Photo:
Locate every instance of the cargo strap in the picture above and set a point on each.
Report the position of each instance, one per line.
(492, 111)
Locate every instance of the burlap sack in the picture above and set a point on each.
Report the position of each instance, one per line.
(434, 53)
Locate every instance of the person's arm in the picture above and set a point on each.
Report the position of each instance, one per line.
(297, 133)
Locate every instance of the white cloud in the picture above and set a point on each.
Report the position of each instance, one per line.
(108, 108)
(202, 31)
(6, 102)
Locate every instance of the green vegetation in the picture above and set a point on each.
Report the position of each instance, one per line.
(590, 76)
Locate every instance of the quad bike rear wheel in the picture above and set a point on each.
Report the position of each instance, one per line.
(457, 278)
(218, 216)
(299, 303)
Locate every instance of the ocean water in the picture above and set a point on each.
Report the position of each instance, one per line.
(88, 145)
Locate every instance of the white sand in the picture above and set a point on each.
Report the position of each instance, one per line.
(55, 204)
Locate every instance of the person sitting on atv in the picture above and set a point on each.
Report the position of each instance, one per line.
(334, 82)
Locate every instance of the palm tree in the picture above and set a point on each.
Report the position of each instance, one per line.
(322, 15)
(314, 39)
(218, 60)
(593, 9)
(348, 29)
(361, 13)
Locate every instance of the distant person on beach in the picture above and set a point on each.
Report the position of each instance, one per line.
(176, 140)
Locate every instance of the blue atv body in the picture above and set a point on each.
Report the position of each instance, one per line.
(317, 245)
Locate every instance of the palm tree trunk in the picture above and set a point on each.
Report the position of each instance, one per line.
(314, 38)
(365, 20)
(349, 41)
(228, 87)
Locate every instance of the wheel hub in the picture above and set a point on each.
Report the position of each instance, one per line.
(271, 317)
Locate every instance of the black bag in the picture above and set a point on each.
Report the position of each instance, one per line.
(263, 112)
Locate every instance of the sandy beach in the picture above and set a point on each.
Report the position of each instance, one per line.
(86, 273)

● **Given task**:
Print out every entry, keeping each one exact.

● **Output**:
Photo:
Locate every instance of the cargo strap in the picture above and set a point on each.
Report the position of each instance, one per line.
(492, 111)
Locate every instance of the burlap sack in the picture above and set a point on each.
Report the position of each instance, one per line.
(434, 53)
Locate every instance of the person's arm in the picture above and set a point on each.
Report the position of each instance, one per line.
(297, 133)
Locate every instance of the white cloud in the picture above and set a point on each.
Report the position of each instance, one per line.
(108, 108)
(202, 31)
(6, 102)
Locate every instance of the green vegetation in the picture above and set a point on each.
Report the position of each instance, one per line.
(590, 76)
Locate every instance of the quad bike rear wheel in the picture above and set a point on each.
Report the position of each instance, one per line.
(457, 278)
(218, 216)
(299, 303)
Locate every instance of the ocean water in the picture above and set a point on each.
Report the position of each instance, one per line.
(88, 145)
Locate every instance of the white sand in the picture above and set a point on each.
Report the position of each instance, one per line.
(55, 204)
Locate every instance of the person sitting on atv in the picture above and set a point on each.
Report the position of each instance, one per line.
(334, 82)
Locate every instance of the palm tree in the picture above and set a point on each.
Report the position of each instance, one per line.
(322, 15)
(314, 39)
(218, 60)
(593, 9)
(348, 29)
(361, 13)
Locate every instance of the distant person on beach in the picture above and set a point on each.
Report the position of each instance, one per line.
(176, 140)
Locate every instance of the blue atv body in the picture above and set a point on each.
Report the position of each instance, one per line.
(317, 245)
Locate every instance of the palm tree trunk in the picture above and set a point on each.
Report the position of each instance, one per line.
(314, 38)
(365, 20)
(349, 41)
(228, 87)
Locate every instance of the wheel hub in the picture above and set a point on each.
Report the position of each instance, one per line.
(271, 317)
Locate every instance of the black bag in the picture above and set a point on each.
Report the position of each instance, one per line.
(263, 112)
Locate every instance of the sandy beach in the picture above and set a point on each.
Report the position of each instance, one per line.
(86, 273)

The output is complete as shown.